(Image-grounded pointing data)
---
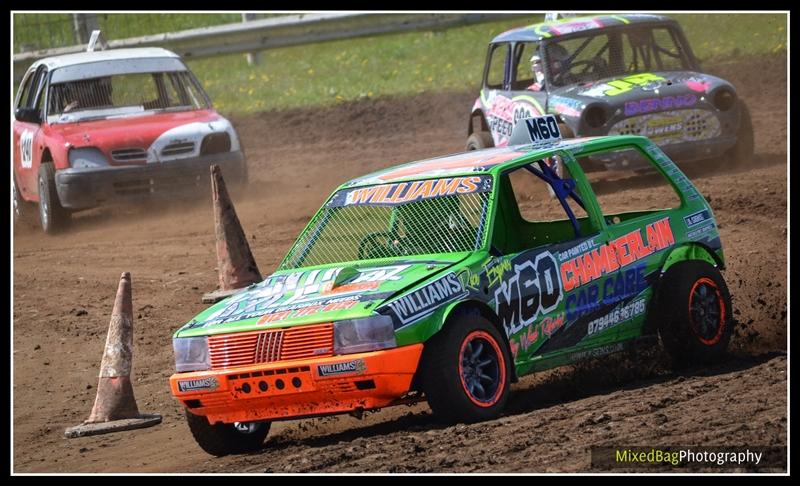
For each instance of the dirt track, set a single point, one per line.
(64, 290)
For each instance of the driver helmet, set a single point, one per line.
(537, 68)
(557, 58)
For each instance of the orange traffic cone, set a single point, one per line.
(237, 267)
(115, 406)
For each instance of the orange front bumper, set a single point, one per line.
(299, 388)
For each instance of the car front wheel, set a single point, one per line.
(52, 216)
(223, 439)
(466, 371)
(694, 313)
(480, 140)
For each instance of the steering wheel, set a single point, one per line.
(372, 241)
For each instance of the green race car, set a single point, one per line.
(446, 280)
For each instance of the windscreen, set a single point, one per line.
(395, 220)
(618, 52)
(123, 94)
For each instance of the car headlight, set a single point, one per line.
(191, 354)
(362, 335)
(86, 158)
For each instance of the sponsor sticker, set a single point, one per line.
(424, 301)
(209, 384)
(405, 192)
(697, 218)
(355, 366)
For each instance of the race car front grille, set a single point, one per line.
(247, 348)
(177, 148)
(127, 155)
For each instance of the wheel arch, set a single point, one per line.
(688, 252)
(476, 307)
(477, 117)
(692, 251)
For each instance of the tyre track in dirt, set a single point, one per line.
(64, 290)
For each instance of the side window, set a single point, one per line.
(627, 195)
(134, 90)
(530, 215)
(521, 70)
(30, 99)
(41, 93)
(25, 90)
(535, 199)
(496, 72)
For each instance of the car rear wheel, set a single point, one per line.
(465, 371)
(223, 439)
(480, 140)
(52, 216)
(694, 313)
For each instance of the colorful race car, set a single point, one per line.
(436, 280)
(611, 75)
(110, 125)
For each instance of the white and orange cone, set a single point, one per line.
(237, 267)
(115, 406)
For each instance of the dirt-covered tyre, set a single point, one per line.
(52, 216)
(223, 439)
(466, 371)
(22, 208)
(693, 313)
(480, 140)
(742, 153)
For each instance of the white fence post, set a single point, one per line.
(253, 58)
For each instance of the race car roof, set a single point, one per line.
(474, 162)
(570, 25)
(55, 62)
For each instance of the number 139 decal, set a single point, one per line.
(26, 149)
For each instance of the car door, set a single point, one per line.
(28, 135)
(493, 99)
(534, 234)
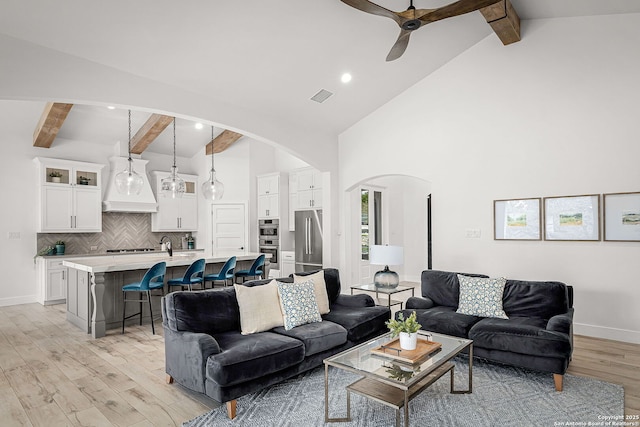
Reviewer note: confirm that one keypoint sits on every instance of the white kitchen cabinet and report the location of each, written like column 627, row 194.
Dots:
column 272, row 200
column 293, row 204
column 305, row 191
column 72, row 201
column 287, row 263
column 269, row 206
column 269, row 184
column 52, row 281
column 179, row 214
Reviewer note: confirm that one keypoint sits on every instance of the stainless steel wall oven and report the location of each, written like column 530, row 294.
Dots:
column 269, row 243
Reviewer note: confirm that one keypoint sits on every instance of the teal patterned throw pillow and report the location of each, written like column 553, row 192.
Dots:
column 481, row 297
column 298, row 304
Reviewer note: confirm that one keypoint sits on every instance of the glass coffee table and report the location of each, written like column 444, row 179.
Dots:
column 392, row 382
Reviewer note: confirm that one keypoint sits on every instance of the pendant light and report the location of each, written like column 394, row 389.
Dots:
column 212, row 189
column 129, row 182
column 173, row 185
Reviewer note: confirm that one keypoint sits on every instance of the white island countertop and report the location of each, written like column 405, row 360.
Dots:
column 111, row 263
column 93, row 290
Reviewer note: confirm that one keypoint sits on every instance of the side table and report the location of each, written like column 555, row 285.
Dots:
column 388, row 302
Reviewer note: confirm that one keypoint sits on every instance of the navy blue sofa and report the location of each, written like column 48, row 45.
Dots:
column 205, row 351
column 537, row 335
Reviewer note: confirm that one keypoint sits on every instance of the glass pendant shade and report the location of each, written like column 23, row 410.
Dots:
column 173, row 186
column 212, row 189
column 129, row 182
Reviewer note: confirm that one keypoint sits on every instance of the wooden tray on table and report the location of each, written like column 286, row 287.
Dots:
column 392, row 350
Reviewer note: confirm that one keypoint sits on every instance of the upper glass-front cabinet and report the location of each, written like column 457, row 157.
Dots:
column 78, row 176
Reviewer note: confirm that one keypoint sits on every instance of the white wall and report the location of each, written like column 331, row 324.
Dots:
column 552, row 115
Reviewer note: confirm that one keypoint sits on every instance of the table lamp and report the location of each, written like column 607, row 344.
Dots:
column 385, row 255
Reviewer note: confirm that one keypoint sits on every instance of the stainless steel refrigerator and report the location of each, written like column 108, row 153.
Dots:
column 308, row 240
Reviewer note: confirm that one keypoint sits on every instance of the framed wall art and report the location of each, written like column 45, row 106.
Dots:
column 517, row 219
column 572, row 217
column 621, row 217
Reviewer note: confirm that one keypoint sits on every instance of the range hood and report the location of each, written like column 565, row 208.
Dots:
column 116, row 202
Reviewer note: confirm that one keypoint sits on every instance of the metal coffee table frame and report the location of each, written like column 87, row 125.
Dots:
column 397, row 394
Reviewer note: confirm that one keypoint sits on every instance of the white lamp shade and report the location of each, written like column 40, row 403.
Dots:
column 386, row 255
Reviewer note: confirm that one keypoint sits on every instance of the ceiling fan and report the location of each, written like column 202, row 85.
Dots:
column 412, row 19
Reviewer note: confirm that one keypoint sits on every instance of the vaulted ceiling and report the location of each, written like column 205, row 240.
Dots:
column 270, row 56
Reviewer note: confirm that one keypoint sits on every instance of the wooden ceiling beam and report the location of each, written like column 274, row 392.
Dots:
column 149, row 132
column 223, row 141
column 504, row 20
column 50, row 122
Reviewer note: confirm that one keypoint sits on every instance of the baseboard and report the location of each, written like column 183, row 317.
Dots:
column 607, row 333
column 28, row 299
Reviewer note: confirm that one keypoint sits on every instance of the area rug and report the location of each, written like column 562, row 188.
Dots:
column 502, row 396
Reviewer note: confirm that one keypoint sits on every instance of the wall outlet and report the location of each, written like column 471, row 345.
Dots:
column 473, row 233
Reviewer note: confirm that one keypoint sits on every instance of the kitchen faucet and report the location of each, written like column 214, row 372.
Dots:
column 167, row 244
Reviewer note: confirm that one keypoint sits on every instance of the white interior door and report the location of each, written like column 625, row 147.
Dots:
column 230, row 230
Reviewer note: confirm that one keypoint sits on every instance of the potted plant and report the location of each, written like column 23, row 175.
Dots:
column 407, row 329
column 55, row 176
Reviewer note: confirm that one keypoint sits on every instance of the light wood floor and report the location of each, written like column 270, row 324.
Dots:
column 51, row 374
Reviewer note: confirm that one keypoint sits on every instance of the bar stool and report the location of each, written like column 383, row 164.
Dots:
column 195, row 269
column 254, row 270
column 153, row 279
column 225, row 273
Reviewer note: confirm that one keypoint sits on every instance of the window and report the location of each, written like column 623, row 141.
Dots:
column 370, row 220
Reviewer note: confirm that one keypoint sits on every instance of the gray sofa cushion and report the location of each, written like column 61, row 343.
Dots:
column 442, row 287
column 246, row 357
column 444, row 320
column 524, row 335
column 317, row 336
column 358, row 323
column 210, row 312
column 525, row 298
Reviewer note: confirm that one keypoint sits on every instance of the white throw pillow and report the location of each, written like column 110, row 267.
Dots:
column 298, row 304
column 319, row 288
column 259, row 307
column 481, row 296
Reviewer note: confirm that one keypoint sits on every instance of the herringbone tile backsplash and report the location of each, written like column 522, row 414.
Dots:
column 119, row 231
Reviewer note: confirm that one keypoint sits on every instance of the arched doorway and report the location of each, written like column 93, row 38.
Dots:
column 393, row 210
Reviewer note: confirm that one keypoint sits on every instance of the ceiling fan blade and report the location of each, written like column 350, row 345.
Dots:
column 454, row 9
column 400, row 46
column 367, row 6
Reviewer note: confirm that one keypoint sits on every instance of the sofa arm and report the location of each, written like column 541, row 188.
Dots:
column 561, row 323
column 186, row 355
column 419, row 302
column 360, row 300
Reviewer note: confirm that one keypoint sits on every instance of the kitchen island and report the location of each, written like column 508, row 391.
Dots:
column 94, row 287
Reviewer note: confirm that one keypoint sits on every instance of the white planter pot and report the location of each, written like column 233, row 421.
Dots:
column 408, row 341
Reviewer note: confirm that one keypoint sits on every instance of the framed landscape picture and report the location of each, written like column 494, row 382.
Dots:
column 572, row 217
column 621, row 217
column 517, row 219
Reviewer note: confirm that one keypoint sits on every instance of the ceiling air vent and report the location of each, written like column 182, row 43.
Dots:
column 321, row 96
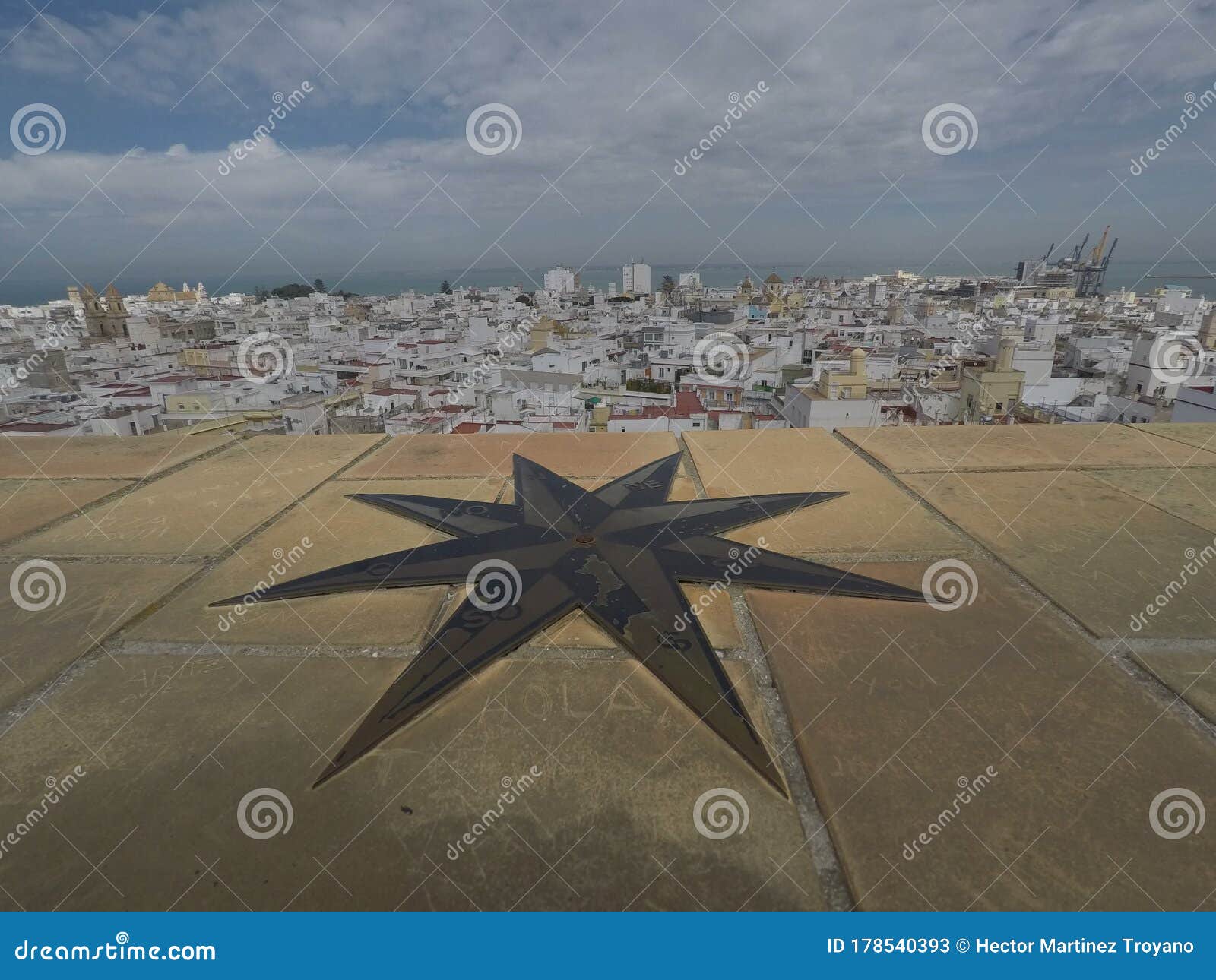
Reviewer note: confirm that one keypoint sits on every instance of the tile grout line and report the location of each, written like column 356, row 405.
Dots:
column 825, row 858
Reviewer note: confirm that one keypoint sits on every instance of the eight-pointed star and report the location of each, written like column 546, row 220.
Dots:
column 618, row 552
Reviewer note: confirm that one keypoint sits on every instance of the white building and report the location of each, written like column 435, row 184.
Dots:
column 636, row 277
column 559, row 280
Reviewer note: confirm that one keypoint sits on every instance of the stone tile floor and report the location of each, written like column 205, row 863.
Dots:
column 1021, row 751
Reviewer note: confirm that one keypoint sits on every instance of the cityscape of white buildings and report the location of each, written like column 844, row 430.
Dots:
column 825, row 352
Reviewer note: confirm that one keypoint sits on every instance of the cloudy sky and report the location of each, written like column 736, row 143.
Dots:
column 374, row 172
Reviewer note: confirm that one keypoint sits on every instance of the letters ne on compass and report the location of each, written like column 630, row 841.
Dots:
column 619, row 554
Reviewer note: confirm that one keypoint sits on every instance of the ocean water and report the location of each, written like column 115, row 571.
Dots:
column 1143, row 277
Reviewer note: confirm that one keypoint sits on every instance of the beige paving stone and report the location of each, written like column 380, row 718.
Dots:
column 1189, row 494
column 338, row 530
column 170, row 745
column 1094, row 550
column 200, row 510
column 938, row 449
column 1198, row 435
column 875, row 514
column 27, row 505
column 101, row 455
column 94, row 601
column 897, row 706
column 569, row 454
column 1189, row 674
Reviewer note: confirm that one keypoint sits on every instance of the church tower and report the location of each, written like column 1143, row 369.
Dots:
column 105, row 316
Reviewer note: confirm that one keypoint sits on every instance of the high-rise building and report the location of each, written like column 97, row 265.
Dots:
column 636, row 277
column 559, row 280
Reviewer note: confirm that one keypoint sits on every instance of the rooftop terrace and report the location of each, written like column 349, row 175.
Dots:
column 1005, row 754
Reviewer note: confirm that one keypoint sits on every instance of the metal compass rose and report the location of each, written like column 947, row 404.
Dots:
column 618, row 554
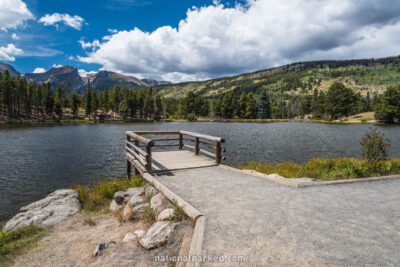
---
ASSIGNMENT
Each line above that contains the string "coffee" should be identified and copied.

OUTPUT
Reviewer note: confirm that one keypoint sits on every instance of the glass coffee table and report the location of each, written like column 444, row 179.
Reviewer note: confirm that one keypoint sits on every instance of the metal coffee table frame and report the location of each, written like column 87, row 125.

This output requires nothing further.